Data:
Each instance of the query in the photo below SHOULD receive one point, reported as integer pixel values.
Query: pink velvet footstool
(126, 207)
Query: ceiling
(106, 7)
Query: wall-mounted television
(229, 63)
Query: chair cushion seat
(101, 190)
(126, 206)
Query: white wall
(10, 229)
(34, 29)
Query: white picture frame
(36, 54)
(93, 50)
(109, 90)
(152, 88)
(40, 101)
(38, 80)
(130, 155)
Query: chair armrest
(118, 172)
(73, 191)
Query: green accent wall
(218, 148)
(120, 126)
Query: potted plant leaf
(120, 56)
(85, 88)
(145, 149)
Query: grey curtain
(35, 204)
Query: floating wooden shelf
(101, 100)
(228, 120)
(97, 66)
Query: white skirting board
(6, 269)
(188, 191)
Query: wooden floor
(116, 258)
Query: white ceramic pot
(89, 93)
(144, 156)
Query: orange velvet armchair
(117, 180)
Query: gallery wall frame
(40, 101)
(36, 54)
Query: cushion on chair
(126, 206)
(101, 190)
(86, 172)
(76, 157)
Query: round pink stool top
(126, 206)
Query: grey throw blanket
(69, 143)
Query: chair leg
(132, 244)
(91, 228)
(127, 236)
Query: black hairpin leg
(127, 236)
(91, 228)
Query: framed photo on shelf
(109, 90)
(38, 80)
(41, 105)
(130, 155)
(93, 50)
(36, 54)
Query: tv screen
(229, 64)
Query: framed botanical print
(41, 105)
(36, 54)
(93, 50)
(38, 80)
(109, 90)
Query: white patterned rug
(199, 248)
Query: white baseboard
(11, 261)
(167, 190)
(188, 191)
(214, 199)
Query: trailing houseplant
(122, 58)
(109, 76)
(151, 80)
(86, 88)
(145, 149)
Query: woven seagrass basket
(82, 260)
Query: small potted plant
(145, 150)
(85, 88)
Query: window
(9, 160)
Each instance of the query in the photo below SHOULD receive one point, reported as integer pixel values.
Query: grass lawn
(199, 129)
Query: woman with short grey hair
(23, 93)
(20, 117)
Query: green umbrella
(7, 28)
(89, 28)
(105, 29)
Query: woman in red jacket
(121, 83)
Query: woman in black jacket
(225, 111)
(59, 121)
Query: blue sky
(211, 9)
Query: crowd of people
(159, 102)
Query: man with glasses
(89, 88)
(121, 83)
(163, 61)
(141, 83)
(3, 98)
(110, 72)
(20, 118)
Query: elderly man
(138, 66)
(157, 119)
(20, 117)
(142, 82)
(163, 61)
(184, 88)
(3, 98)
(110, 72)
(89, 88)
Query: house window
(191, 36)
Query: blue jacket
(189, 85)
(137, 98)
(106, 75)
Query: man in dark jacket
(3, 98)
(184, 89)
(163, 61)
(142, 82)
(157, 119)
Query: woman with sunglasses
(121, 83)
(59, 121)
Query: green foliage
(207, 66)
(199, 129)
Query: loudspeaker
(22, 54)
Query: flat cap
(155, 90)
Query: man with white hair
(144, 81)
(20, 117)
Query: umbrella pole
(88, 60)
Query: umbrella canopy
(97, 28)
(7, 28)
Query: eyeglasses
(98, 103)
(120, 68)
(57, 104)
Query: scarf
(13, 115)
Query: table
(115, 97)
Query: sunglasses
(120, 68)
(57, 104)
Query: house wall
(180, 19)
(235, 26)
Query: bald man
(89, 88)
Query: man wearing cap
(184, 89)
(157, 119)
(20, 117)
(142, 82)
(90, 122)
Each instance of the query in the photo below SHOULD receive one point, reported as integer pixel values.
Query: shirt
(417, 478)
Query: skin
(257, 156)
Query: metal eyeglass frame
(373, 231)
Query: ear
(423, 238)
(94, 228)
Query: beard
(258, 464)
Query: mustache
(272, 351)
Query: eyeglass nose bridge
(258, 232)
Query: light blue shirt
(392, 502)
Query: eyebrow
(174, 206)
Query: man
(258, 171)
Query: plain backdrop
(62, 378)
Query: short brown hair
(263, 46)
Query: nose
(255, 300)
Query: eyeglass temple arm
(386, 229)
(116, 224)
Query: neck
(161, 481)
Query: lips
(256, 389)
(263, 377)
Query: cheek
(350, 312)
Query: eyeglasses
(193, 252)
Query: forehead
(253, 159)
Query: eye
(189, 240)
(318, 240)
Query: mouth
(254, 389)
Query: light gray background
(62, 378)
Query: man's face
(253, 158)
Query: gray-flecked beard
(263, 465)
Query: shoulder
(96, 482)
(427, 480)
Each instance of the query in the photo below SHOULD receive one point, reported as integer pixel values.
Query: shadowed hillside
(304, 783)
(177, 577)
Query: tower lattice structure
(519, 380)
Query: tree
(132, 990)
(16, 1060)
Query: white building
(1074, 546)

Work task: The records above must be reproduced word for word.

Exercise output:
Each instance of the query in the photo below SHOULD receive one point, reported as integer pixel values.
Query: pink velvet footstool
(126, 207)
Query: ceiling
(106, 7)
Query: wall-mounted television
(229, 63)
Query: chair cushion seat
(101, 190)
(126, 206)
Query: white wall
(10, 229)
(34, 29)
Query: white picture frame
(36, 54)
(93, 50)
(109, 90)
(152, 88)
(40, 101)
(38, 80)
(130, 155)
Query: chair armrest
(118, 172)
(73, 191)
Query: green accent wall
(218, 148)
(120, 126)
Query: potted plant leaf
(120, 56)
(85, 88)
(145, 149)
Query: grey curtain
(35, 204)
Query: floating wooden shelf
(101, 100)
(228, 120)
(97, 66)
Query: white skirting board
(6, 269)
(188, 191)
Query: wooden floor
(116, 258)
Query: white ceramic pot
(89, 93)
(144, 156)
Query: orange velvet armchair
(117, 180)
Query: gallery wall frame
(40, 101)
(36, 54)
Query: cushion on chair
(126, 206)
(101, 190)
(86, 172)
(76, 157)
Query: round pink stool top
(126, 206)
Query: grey throw blanket
(69, 143)
Query: chair leg
(132, 244)
(91, 228)
(127, 236)
Query: black hairpin leg
(127, 236)
(91, 228)
Query: framed photo on shelf
(109, 90)
(38, 80)
(41, 105)
(130, 155)
(93, 50)
(36, 54)
Query: tv screen
(229, 64)
Query: framed botanical print
(41, 105)
(36, 54)
(93, 50)
(38, 80)
(109, 90)
Query: white patterned rug
(199, 248)
Query: white baseboard
(11, 261)
(167, 190)
(188, 191)
(214, 199)
Query: trailing houseplant
(122, 58)
(109, 76)
(151, 80)
(86, 88)
(145, 149)
Query: woven seagrass basket
(82, 260)
Query: small potted plant
(145, 150)
(85, 88)
Query: window
(9, 160)
Each instance of the query in the photo below SHOULD receive one point, reported as integer pixel values.
Query: grass lawn
(199, 129)
Query: woman with short grey hair
(23, 93)
(20, 117)
Query: green umbrella
(7, 28)
(89, 28)
(105, 29)
Query: woman in red jacket
(121, 83)
Query: woman in black jacket
(225, 111)
(59, 121)
Query: blue sky
(211, 9)
Query: crowd of people
(159, 102)
Query: man with glasses
(89, 88)
(121, 83)
(163, 61)
(141, 83)
(3, 98)
(110, 72)
(20, 118)
Query: elderly man
(138, 66)
(157, 119)
(20, 117)
(142, 82)
(163, 61)
(184, 88)
(3, 98)
(110, 72)
(89, 88)
Query: house window
(191, 36)
Query: blue jacket
(189, 85)
(137, 98)
(106, 75)
Query: man in dark jacket
(3, 98)
(184, 89)
(163, 61)
(142, 82)
(157, 119)
Query: woman with sunglasses
(121, 83)
(59, 121)
Query: green foliage
(207, 66)
(199, 129)
Query: loudspeaker
(22, 54)
Query: flat cap
(155, 90)
Query: man with white hair
(144, 81)
(20, 117)
Query: umbrella pole
(88, 60)
Query: umbrella canopy
(97, 28)
(7, 28)
Query: eyeglasses
(98, 103)
(120, 68)
(57, 104)
Query: scarf
(13, 115)
Query: table
(115, 97)
Query: sunglasses
(120, 68)
(57, 104)
Query: house wall
(180, 19)
(235, 26)
Query: bald man
(89, 88)
Query: man wearing cap
(184, 89)
(157, 119)
(20, 117)
(142, 82)
(90, 122)
Each instance of the query in the photo below SHOULD receive one point, reported as integer pixel values.
Query: shirt
(417, 478)
Query: skin
(257, 156)
Query: metal eyeglass frame
(373, 231)
Query: ear
(423, 238)
(94, 228)
Query: beard
(258, 464)
Query: mustache
(272, 351)
Query: eyeglass nose bridge
(258, 232)
Query: light blue shirt
(392, 502)
Query: eyebrow
(174, 206)
Query: man
(258, 171)
Query: plain backdrop
(62, 378)
Query: short brown hair
(263, 46)
Query: nose
(255, 300)
Query: eyeglass temple arm
(386, 229)
(116, 224)
Query: neck
(161, 481)
Query: lips
(256, 389)
(263, 377)
Query: cheek
(350, 312)
Query: eyeglasses
(193, 252)
Query: forehead
(253, 159)
Query: eye
(189, 240)
(318, 240)
Query: mouth
(254, 389)
Query: light gray background
(62, 378)
Query: man's face
(253, 158)
Query: gray-flecked beard
(263, 465)
Query: shoulder
(96, 482)
(427, 480)
Each instance of the query in the photo below SHOULD receive one point, reported as integer pixel values.
Query: shadowed hillside
(304, 783)
(177, 577)
Query: tower lattice structure
(519, 380)
Query: tree
(132, 990)
(16, 1060)
Query: white building
(1074, 546)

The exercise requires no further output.